### WORK REQUEST
Return only the tail of the data below, word for word: the line with "Query: blonde woman" and each line after it through the final one.

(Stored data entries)
----------

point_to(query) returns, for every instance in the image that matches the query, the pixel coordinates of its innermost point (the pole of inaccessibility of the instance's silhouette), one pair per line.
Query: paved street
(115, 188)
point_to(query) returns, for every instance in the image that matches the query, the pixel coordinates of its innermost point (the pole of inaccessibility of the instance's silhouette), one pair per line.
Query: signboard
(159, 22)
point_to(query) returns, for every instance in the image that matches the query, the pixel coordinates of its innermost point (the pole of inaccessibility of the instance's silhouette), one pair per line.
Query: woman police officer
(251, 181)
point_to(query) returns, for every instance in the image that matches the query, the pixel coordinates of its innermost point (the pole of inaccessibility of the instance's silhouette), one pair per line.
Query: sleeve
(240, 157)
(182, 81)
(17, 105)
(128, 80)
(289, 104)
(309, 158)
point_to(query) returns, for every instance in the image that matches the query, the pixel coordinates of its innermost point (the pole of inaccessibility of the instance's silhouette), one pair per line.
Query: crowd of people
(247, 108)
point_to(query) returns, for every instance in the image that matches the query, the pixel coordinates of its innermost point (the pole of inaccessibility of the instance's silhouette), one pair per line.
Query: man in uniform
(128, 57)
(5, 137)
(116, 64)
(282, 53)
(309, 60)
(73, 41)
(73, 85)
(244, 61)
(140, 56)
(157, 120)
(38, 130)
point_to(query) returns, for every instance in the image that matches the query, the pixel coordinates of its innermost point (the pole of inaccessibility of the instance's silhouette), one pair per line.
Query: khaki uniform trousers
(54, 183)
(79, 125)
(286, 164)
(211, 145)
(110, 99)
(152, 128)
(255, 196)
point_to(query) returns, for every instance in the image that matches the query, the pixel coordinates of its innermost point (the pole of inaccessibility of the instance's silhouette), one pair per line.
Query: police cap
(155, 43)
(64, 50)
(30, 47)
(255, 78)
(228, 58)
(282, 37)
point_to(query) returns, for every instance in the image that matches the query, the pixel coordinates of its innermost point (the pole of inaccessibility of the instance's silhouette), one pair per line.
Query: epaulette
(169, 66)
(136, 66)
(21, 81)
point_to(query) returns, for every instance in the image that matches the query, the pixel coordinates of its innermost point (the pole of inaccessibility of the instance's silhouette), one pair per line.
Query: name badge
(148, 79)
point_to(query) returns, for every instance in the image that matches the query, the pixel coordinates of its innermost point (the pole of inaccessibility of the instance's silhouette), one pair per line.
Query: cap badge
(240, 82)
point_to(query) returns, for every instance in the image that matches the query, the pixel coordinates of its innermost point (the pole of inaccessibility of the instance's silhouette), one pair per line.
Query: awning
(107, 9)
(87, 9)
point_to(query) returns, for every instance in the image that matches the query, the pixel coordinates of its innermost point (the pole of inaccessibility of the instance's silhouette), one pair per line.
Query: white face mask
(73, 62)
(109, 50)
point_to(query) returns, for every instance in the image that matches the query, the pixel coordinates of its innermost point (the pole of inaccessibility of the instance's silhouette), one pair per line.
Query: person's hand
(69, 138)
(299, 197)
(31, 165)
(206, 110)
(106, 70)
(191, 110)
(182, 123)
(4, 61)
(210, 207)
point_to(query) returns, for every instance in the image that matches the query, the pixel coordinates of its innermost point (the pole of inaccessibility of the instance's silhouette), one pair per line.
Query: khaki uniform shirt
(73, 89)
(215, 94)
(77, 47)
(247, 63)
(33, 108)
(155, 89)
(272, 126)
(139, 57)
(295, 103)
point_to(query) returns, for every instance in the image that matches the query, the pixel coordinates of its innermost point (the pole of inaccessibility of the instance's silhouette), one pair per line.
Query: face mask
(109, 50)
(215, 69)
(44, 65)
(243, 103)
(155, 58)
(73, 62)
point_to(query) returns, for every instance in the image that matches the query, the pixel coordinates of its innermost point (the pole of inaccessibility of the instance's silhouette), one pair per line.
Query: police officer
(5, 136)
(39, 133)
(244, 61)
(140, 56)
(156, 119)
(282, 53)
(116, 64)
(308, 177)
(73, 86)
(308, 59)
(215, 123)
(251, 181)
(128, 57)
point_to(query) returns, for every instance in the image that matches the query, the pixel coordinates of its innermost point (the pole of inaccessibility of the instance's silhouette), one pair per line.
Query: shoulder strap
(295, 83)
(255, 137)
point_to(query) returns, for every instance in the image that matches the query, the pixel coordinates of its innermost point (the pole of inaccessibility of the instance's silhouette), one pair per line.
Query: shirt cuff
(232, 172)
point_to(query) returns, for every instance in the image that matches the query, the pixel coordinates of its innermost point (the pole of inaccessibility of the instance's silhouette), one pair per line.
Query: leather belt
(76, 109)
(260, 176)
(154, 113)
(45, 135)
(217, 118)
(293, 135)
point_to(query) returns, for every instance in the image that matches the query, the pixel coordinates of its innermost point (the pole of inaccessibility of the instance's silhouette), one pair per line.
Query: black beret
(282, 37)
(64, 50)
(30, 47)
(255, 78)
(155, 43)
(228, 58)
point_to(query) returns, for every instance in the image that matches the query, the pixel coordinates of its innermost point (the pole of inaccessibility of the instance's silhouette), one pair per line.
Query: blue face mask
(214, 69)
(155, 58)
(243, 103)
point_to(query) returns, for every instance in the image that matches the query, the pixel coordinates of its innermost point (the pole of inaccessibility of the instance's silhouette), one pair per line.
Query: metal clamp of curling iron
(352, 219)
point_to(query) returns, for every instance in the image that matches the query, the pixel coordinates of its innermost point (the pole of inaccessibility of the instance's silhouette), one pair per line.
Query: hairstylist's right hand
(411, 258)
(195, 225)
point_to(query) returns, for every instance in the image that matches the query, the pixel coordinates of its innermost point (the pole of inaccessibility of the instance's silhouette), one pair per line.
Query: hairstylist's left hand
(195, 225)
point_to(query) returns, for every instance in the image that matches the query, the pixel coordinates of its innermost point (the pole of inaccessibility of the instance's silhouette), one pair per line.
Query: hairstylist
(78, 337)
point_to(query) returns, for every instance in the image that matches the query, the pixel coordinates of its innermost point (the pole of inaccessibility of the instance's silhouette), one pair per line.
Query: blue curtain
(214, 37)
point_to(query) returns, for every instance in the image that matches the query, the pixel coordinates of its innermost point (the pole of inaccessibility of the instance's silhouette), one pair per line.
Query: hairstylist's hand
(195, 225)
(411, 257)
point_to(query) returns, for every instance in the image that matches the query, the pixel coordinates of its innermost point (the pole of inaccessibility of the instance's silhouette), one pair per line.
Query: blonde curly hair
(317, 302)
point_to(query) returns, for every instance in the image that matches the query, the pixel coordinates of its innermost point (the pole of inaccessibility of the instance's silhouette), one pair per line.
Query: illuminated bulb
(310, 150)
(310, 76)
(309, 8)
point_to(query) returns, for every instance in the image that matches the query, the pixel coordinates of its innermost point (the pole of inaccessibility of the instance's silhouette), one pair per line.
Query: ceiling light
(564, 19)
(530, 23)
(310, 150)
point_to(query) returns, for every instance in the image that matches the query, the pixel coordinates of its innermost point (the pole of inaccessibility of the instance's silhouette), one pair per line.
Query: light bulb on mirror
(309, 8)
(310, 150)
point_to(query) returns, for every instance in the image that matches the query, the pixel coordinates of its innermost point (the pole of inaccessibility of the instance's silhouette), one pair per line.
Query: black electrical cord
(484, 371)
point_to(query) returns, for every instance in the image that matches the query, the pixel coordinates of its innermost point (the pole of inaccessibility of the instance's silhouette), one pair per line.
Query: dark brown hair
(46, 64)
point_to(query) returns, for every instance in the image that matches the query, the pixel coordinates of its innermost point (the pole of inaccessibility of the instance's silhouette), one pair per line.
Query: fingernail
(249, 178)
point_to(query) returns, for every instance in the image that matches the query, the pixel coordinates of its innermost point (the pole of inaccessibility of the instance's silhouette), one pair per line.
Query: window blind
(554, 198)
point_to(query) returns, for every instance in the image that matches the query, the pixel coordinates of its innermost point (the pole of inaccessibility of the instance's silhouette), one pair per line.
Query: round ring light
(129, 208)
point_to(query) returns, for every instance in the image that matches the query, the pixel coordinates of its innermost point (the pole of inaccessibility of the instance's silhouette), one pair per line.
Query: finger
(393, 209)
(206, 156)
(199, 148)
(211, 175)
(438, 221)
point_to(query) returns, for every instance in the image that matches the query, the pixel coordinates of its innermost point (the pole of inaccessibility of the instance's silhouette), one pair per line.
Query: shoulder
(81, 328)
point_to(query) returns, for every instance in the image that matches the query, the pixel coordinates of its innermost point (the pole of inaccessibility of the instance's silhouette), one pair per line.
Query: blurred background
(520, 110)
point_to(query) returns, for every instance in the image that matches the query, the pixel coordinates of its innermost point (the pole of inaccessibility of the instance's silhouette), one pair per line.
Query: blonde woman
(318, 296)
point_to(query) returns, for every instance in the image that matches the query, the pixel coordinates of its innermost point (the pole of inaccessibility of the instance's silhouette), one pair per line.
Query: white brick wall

----------

### RESPONSE TO THIS EXERCISE
Query: blonde woman
(318, 296)
point_to(query) returns, for every instance in the image that matches the query, the pixel coordinates of its innermost point (the pole of inaccessibility of the instance's silhouette), one pair per line.
Query: white brick wall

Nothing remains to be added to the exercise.